MATERIAL PROVIDED
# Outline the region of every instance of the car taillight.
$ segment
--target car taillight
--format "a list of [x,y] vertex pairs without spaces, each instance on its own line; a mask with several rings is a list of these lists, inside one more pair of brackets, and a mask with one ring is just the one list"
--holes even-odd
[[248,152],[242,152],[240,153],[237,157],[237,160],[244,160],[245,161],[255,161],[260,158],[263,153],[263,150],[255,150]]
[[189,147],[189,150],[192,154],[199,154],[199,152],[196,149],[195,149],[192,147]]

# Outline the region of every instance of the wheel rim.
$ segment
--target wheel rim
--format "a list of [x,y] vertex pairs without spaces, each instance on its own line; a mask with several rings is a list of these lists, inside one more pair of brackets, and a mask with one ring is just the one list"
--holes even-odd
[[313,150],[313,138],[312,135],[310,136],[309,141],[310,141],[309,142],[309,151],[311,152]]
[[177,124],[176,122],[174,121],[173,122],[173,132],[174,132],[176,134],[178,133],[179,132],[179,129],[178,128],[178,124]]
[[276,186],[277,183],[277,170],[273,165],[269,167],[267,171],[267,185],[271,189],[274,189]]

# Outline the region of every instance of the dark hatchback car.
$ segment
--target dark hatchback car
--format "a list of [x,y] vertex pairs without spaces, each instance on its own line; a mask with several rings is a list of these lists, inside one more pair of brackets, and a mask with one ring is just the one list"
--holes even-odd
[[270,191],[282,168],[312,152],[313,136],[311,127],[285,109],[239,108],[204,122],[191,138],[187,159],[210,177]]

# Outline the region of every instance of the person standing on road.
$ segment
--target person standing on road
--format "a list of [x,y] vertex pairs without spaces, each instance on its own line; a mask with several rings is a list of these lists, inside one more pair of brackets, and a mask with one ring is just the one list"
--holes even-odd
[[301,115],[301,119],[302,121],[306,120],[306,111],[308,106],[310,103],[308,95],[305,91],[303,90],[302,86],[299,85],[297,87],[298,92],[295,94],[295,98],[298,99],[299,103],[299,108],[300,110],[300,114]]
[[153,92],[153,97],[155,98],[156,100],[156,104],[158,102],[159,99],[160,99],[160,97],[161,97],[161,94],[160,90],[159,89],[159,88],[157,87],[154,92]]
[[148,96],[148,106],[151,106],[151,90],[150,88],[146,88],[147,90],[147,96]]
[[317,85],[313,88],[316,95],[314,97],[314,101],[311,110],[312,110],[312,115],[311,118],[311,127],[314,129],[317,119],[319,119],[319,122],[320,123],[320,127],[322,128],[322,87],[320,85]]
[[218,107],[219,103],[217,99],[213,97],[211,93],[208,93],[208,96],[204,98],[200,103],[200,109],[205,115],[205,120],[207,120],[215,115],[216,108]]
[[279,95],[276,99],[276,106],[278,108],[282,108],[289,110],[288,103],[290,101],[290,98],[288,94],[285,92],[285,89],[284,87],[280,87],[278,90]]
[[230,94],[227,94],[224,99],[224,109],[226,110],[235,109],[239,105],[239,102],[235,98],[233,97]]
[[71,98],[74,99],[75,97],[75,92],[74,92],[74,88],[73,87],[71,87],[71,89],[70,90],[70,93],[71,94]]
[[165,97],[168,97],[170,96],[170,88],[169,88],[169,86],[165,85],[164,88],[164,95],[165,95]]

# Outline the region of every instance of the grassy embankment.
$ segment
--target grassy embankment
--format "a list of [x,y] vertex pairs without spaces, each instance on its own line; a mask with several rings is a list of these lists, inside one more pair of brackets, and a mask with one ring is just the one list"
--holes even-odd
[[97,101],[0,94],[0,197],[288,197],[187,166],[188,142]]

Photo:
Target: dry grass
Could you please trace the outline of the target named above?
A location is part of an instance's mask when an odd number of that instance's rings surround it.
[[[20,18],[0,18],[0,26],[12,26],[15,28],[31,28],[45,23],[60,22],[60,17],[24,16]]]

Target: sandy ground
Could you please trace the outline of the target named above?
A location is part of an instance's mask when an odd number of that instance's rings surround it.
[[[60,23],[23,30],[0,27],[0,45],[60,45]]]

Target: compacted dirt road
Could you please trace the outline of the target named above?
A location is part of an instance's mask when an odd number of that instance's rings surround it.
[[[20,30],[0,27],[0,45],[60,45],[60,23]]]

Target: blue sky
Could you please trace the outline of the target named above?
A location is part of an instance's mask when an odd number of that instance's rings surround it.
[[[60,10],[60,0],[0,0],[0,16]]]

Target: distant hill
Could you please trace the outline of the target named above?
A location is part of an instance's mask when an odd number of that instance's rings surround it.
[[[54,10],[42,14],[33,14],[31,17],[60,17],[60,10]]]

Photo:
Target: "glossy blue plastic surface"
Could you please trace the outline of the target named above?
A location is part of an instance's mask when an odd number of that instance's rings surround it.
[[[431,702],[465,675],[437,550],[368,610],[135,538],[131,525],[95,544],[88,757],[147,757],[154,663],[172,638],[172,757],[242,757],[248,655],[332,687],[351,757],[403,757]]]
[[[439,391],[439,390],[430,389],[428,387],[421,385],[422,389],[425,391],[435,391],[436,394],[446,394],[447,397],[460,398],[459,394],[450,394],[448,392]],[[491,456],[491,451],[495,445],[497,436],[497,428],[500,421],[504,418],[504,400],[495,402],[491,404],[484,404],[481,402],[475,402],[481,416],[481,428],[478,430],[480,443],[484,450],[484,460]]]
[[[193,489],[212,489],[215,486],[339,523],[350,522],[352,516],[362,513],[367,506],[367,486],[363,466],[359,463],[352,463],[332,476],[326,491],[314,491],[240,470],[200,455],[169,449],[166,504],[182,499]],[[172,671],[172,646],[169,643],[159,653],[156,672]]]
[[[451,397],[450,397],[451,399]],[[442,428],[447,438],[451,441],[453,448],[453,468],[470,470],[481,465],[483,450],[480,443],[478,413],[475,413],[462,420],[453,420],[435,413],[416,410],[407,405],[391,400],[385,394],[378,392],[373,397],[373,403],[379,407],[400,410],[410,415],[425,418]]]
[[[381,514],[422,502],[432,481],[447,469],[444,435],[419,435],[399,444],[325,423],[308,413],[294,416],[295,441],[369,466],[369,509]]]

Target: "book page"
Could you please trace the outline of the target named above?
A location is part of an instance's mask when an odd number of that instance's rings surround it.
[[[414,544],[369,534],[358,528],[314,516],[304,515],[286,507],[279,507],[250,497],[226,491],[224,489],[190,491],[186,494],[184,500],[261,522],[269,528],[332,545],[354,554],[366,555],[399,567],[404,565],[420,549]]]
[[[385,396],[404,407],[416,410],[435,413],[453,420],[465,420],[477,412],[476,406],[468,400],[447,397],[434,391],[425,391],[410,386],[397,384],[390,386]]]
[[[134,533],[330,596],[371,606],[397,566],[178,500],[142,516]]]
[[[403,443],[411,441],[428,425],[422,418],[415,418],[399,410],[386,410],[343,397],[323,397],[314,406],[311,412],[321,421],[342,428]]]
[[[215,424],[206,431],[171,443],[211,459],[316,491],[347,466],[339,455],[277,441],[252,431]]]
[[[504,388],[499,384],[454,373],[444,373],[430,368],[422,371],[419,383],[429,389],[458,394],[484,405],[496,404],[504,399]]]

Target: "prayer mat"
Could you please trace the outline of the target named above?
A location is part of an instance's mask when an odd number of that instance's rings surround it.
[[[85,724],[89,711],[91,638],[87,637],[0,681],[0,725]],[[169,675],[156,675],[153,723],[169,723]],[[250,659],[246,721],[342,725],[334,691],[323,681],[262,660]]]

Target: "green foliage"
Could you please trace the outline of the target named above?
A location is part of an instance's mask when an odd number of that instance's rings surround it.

TASK GOAL
Start at the line containing "Target: compacted dirt road" and stop after the line containing "[[[54,10],[42,14],[33,14],[31,17],[60,17],[60,10]]]". Switch "rings" to "loops" in those lines only and give them back, leaving everything else as it is.

THE REPLY
Target: compacted dirt road
Could you please trace the outline of the target named above?
A location is part of an instance's mask when an odd number of that instance's loops surround it.
[[[20,30],[0,27],[0,45],[60,45],[60,23]]]

Target: blue sky
Could you please trace the outline of the target named above?
A location is part of an instance's mask when an odd number of that instance's loops surround it.
[[[60,10],[60,0],[0,0],[0,16]]]

Target: distant hill
Could you please trace the outline of the target named above?
A location is part of an instance's mask when an odd number of that instance's loops surround it.
[[[54,10],[42,14],[33,14],[31,17],[60,17],[60,10]]]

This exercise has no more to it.